* [What to produce] The lines from the one holding "of the balcony" to the end of the records below, exactly as written, are the only thing to return.

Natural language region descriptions
========================

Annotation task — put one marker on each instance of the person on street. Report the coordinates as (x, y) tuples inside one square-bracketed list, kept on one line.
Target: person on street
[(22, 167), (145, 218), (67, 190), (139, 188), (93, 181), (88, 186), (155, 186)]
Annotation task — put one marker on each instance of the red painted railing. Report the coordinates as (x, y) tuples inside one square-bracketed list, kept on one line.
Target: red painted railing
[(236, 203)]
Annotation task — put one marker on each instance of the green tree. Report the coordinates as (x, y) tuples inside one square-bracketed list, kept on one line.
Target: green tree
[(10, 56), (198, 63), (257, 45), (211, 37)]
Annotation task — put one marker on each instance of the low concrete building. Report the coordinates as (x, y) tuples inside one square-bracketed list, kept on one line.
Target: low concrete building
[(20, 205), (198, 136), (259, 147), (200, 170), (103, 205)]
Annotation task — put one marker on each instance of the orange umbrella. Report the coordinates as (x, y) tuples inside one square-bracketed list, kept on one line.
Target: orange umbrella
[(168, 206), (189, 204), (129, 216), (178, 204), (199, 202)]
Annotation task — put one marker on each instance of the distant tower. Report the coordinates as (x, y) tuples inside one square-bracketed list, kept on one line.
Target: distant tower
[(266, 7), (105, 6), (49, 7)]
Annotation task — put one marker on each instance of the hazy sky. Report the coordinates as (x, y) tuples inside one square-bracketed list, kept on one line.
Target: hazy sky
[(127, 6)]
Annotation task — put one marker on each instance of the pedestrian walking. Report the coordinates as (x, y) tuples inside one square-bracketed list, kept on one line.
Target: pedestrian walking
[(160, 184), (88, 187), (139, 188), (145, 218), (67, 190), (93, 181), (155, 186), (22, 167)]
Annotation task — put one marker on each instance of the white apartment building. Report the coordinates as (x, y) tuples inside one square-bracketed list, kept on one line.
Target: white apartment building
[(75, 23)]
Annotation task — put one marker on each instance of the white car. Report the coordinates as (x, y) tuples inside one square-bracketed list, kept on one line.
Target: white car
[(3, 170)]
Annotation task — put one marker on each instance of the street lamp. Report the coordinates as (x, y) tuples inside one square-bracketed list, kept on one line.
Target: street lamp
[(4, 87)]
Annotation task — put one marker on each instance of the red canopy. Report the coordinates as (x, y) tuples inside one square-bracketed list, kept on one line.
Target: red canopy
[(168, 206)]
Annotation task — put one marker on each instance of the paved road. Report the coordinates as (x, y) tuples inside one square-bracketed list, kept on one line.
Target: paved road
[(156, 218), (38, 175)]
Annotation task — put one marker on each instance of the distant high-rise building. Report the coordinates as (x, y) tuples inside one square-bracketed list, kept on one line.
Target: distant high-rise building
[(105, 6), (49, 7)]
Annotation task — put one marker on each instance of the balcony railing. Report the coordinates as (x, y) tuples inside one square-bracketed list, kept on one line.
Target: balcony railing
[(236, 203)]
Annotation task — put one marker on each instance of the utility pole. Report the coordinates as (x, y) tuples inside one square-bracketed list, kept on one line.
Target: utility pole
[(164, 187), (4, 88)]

========================

* [Exercise output]
Annotation task — put one marker on each instance of the balcony railing. Report the coordinates as (x, y) tuples inside one square-bracketed list, kept on one line.
Target: balcony railing
[(236, 203)]
Annotation task — put one marker on each instance of the utility pole. Report the coordinates as (x, y) tuples inside one square-bracketed list, kept on one line.
Target: utility pole
[(164, 187), (4, 88)]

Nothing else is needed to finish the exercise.